• **What you will do**
Each record is to be printed again precisely as it reads.

• **Available data**
◆ ◆ ◆ ◆
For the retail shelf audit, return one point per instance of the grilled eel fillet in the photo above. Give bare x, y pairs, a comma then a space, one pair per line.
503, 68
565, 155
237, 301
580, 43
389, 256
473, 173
◆ ◆ ◆ ◆
• **Answer section**
For the retail shelf audit, return one point per instance of the grilled eel fillet in the photo above. Give bare x, y pairs, a comma then a space, one pair per line.
503, 68
565, 155
237, 301
580, 43
389, 256
473, 173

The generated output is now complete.